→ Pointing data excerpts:

---*---

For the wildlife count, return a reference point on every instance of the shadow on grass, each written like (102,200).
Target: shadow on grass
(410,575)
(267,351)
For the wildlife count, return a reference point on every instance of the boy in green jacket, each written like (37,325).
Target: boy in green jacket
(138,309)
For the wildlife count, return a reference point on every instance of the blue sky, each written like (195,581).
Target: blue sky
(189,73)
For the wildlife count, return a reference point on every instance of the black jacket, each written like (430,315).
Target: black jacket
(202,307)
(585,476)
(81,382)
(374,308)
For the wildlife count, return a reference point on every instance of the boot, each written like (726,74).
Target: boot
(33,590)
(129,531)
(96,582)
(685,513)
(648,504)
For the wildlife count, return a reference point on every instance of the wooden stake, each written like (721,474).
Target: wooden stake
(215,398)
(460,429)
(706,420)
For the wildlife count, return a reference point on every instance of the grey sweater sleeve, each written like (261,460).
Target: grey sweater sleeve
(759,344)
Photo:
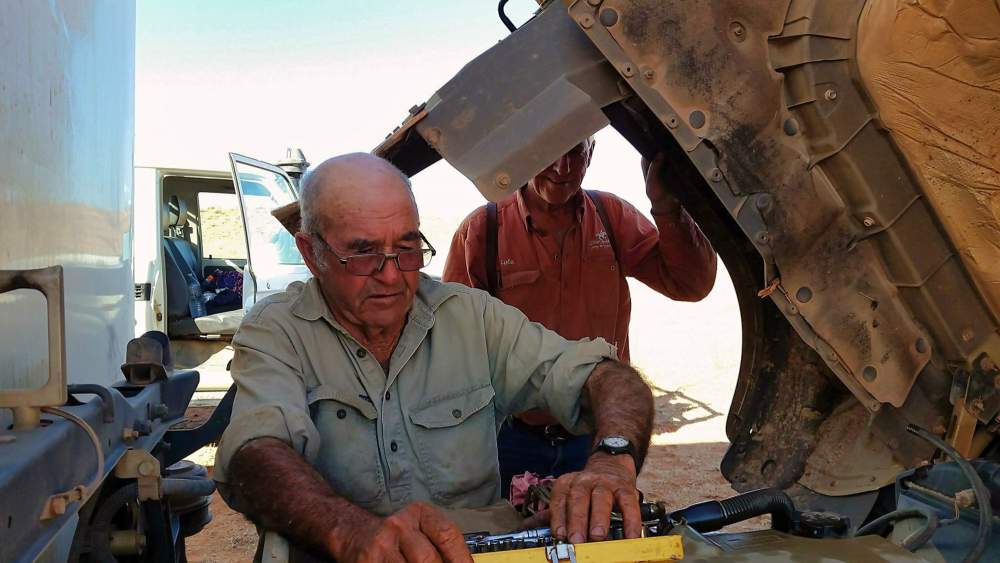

---*---

→ TASK OBJECTIVE: Write out every line of the records above again, requests included, but raise each coordinate in the answers by 75. Keep the sample points in the requests as they are, and leave the picture out.

→ REPLY:
For the wildlife count, return a reference point on every instance of the shadow on grass, each written like (102,200).
Target: shadow on grass
(485,650)
(342,426)
For the wildlife count, return a reference point on every instance of the boy in green jacket, each written like (37,325).
Target: boy in green jacket
(213,384)
For the wildlife count, return a reference point on every instance of the blue sky, each written like (195,581).
Target: blue sky
(264,148)
For the wildlife count, return a reference point on every instance of the black jacket, each written like (430,315).
Target: black jacket
(277,382)
(660,551)
(156,457)
(449,383)
For the wildlife count, return a reference point on every instance of the boot, each written like (726,74).
Target: boot
(108,665)
(204,606)
(171,657)
(760,588)
(723,579)
For the wildlife count, return a reference point on every instance of the wooden stake, each written like (721,474).
Target: wooden stake
(290,473)
(535,504)
(781,495)
For the wildlife count, return a reference point on every instance of the grey sweater sleeve, each written like (261,460).
Target: grey sweater sleeve
(834,419)
Photo:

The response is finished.